- [Work task]: Copy out the full article about the Georgia Tech superpaper word for word.

- [Excerpted passage]:
Georgia Tech team creates superpaper with Dx potential

As promising and helpful as diagnostic tests can be in facilitating medical care, today's state-of-the-art varieties aren't exactly cheap. Enter: paper. Georgia Institute of Technology scientists, by making some basic chemical changes and adding a coating, came up with a way to turn basic paper into a superstructure with potential use as a diagnostic tool that makes medical tests ubiquitous around the world.

Details of their work are published online in the journal ACS Applied Materials & Interfaces.

It's not that paper isn't used for diagnostic purposes. It is. But existing paper diagnostic tech is expensive, and that's where the folks at the Georgia Institute of Technology come in. To make the enhanced paper, the scientists took a few basic steps. As they explain, they first used a mechanical grinding process to break the cellulose fibers into smaller structures. The fibers are pressed in water that's then removed, and the material is then processed a bit with butanol, a chemical that prevents cellulose fibers from engaging in hydrogen binding.

Data excerpts

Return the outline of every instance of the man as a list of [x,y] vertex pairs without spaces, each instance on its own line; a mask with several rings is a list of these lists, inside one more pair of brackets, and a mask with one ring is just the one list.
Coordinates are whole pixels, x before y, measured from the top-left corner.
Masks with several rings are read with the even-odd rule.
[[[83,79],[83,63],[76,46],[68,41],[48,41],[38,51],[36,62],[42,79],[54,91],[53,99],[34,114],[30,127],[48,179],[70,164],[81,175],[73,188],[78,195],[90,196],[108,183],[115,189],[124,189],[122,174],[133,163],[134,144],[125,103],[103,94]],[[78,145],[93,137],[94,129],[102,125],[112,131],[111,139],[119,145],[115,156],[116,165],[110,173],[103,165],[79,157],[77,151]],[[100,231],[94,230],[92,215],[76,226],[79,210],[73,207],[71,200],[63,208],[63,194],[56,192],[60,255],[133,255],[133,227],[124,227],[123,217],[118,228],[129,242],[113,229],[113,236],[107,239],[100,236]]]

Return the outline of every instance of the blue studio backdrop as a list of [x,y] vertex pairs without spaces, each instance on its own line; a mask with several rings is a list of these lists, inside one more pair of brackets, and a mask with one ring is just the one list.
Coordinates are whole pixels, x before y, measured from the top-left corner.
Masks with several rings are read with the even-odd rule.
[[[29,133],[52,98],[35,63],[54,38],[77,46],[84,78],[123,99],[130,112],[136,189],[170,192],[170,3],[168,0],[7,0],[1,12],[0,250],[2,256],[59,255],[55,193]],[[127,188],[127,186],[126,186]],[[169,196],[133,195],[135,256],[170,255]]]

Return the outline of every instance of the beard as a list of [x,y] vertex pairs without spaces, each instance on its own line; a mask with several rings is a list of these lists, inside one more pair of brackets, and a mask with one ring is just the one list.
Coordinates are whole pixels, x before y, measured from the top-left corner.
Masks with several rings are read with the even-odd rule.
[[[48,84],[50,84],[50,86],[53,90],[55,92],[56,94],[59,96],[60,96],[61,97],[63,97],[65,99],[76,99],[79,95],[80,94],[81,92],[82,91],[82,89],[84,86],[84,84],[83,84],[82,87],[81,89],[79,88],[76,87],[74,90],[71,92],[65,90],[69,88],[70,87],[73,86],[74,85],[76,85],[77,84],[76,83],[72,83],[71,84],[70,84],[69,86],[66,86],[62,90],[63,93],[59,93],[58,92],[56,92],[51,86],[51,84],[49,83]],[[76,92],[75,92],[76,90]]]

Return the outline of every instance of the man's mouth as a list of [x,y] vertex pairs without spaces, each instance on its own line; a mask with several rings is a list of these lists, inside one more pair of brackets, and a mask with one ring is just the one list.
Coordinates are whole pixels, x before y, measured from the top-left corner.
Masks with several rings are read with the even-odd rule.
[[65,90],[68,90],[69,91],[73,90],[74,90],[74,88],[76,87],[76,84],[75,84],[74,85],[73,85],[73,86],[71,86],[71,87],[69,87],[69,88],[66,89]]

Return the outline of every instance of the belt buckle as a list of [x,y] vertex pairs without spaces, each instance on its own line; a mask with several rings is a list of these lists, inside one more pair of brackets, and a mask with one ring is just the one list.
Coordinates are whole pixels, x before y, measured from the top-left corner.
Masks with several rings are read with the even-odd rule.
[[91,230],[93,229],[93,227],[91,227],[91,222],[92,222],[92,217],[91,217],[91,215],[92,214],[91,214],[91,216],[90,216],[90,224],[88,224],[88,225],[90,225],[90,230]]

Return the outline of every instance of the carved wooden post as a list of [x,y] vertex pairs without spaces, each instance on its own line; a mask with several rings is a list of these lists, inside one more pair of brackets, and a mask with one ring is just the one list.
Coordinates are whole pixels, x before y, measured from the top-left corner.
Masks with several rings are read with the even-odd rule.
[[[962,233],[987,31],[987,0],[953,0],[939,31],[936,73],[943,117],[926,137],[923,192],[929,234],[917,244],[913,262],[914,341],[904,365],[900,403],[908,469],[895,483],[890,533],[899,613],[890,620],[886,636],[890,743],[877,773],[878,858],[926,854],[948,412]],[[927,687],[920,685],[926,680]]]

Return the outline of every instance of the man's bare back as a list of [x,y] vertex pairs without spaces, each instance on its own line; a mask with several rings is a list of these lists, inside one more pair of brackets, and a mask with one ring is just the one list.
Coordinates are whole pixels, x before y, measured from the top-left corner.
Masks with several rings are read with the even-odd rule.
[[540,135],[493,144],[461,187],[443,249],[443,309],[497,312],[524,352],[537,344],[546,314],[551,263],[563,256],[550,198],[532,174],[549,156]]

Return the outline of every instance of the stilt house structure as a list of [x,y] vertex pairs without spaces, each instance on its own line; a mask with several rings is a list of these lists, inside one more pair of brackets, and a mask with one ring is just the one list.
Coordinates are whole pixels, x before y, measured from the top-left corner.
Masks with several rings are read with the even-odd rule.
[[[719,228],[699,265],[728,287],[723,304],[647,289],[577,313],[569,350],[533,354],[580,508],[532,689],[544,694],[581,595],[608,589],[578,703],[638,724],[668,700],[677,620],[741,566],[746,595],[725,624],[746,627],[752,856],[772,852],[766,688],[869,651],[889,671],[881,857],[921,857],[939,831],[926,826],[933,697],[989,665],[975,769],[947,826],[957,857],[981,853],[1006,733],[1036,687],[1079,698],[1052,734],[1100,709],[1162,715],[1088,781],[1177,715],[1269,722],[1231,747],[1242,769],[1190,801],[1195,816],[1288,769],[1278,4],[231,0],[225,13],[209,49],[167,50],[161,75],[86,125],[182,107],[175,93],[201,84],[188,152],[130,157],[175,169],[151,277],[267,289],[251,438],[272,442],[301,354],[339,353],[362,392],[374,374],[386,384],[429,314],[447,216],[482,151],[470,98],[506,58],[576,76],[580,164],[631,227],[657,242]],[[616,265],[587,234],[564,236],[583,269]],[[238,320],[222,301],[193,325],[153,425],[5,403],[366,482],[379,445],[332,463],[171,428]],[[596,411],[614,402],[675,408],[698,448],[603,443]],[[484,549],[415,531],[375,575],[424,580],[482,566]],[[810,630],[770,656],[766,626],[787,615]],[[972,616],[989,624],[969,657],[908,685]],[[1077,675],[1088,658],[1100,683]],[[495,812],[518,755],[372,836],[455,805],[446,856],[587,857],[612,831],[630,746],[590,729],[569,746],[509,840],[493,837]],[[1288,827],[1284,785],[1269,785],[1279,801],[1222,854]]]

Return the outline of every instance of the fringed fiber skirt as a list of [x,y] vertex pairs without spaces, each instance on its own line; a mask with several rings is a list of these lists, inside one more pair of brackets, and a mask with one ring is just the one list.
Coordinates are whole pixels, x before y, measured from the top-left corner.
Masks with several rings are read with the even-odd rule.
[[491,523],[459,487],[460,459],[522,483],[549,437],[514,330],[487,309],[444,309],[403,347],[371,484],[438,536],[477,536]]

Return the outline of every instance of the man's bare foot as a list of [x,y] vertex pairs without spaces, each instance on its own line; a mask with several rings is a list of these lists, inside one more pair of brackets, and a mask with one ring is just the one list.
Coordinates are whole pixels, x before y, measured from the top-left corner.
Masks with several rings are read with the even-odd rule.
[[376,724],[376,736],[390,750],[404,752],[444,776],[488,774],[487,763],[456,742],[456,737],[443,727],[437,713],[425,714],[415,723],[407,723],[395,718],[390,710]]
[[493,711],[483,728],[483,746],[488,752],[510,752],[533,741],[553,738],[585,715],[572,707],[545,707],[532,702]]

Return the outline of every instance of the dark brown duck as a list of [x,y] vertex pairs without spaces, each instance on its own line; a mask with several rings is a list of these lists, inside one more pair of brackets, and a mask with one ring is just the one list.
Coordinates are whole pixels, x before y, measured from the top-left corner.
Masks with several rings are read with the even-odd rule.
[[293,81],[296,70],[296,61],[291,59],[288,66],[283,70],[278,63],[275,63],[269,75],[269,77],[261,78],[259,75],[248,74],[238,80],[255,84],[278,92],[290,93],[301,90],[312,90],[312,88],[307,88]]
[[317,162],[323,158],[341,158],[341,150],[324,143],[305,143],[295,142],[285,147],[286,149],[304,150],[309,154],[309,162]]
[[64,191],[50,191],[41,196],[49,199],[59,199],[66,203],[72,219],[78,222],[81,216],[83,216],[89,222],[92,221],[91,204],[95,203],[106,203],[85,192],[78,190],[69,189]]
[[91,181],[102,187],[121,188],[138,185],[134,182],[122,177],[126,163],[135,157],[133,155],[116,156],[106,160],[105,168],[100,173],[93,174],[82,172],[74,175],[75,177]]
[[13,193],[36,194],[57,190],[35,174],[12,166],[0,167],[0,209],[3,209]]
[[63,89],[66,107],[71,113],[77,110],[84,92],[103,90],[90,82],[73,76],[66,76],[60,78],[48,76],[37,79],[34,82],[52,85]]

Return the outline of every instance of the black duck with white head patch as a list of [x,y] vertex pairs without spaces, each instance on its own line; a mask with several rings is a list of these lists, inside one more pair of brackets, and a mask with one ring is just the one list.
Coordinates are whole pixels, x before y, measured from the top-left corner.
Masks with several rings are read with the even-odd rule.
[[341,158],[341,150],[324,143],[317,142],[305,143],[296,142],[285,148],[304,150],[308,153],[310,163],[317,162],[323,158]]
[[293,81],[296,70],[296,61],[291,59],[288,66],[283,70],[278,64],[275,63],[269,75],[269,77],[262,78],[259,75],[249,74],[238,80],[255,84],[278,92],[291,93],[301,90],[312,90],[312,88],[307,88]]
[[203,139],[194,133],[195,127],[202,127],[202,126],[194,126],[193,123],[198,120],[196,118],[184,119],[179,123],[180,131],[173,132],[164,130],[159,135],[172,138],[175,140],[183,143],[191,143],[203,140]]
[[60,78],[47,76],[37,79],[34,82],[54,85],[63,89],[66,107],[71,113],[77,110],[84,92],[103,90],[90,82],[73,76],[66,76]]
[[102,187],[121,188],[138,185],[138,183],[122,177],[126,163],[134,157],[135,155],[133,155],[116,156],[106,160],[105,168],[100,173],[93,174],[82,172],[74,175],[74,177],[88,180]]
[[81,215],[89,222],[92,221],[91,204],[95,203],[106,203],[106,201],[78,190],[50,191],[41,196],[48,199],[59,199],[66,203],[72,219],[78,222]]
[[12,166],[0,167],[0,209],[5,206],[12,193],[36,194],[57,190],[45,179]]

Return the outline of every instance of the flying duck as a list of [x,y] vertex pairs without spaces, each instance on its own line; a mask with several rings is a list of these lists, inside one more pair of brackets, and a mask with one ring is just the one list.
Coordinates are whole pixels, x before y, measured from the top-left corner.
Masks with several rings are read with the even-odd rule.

- [Written response]:
Georgia Tech team creates superpaper with Dx potential

As promising and helpful as diagnostic tests can be in facilitating medical care, today's state-of-the-art varieties aren't exactly cheap. Enter: paper. Georgia Institute of Technology scientists, by making some basic chemical changes and adding a coating, came up with a way to turn basic paper into a superstructure with potential use as a diagnostic tool that makes medical tests ubiquitous around the world.

Details of their work are published online in the journal ACS Applied Materials & Interfaces.

It's not that paper isn't used for diagnostic purposes. It is. But existing paper diagnostic tech is expensive, and that's where the folks at the Georgia Institute of Technology come in. To make the enhanced paper, the scientists took a few basic steps. As they explain, they first used a mechanical grinding process to break the cellulose fibers into smaller structures. The fibers are pressed in water that's then removed, and the material is then processed a bit with butanol, a chemical that prevents cellulose fibers from engaging in hydrogen binding.